__Istruzioni di lavoro__: Nel brano sulle circolari INPS, quale riferimento manca nella circolare del 2021 rispetto a quella del 2018?

__Brano selezionato__:
La circolare INPS n. 56/20201 dice, al paragrafo 5.2:
“2) il lavoratore, nel corso della sua vita lavorativa, non deve essere stato occupato, presso il medesimo o qualsiasi altro datore di lavoro, in forza di un contratto di lavoro subordinato a tempo indeterminato. Al riguardo, si precisa che, come previsto dal comma 101 dell’articolo 1 della legge di Bilancio 2018, I PERIODI DI APPRENDISTATO, SVOLTI IN PRECEDENZA, NON SONO OSTATIVI al riconoscimento dell’agevolazione”.
La circolare INPS n. 40/2018 invece recitava:
” I PERIODI DI APPRENDISTATO, SVOLTI IN PRECEDENZA PRESSO IL MEDESIMO O ALTRO DATORE DI LAVORO, non sono ostativi ”
Nella circolare del 2021 manca quindi il riferimento al “medesimo datore di lavoro” , dettaglio fondamentale, perchè si trattava di un’estensione in via interpretativa di una norma, il comma 101, che non conteneva riferimenti al medesimo datore ma solo ad altri datori di lavoro.
Ho quindi l’impressione che, per come è scritta questa nuova circolare, l’esonero non sia applicabile a lavoratori che abbiano avuto in precedenza, col medesimo datore di lavoro, un contratto di apprendistato. Lei che ne pensa?
Simone Emili
Gennaio 03, 15:57La circolare 40/2018 dice : “si precisa che, come previsto dal comma 101 della norma in trattazione, i periodi di apprendistato, svolti in precedenza PRESSO IL MEDESIMO O ALTRO DATORE DI LAVORO, non sono ostativi al riconoscimento dell’agevolazione.”
L’art. 1 c. 101 della legge 2015/2017 però dice: “Non sono ostativi al riconoscimento dell’esonero gli eventuali periodi di apprendistato svolti PRESSO UN ALTRO DATORE DI LAVORO e non proseguiti in rapporto a tempo indeterminato”.

__Dati forniti__:

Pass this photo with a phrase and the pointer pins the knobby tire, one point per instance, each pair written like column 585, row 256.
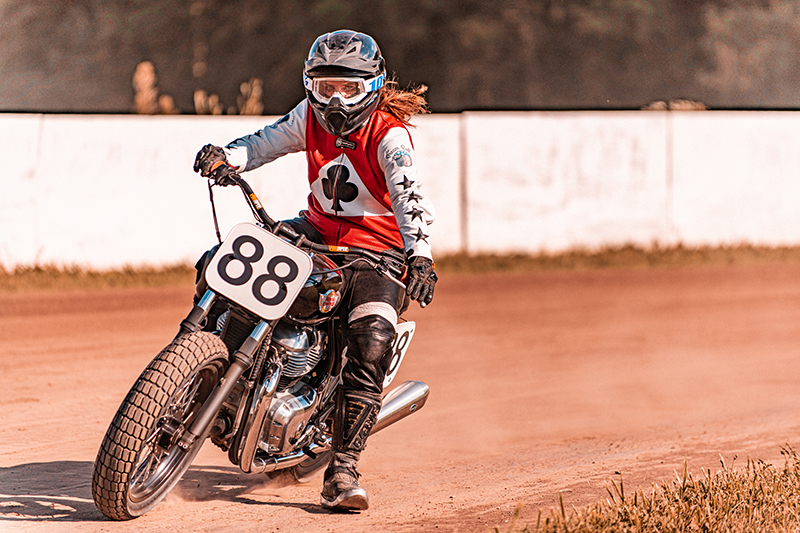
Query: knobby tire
column 168, row 393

__Risposta__: Il riferimento al “medesimo datore di lavoro”.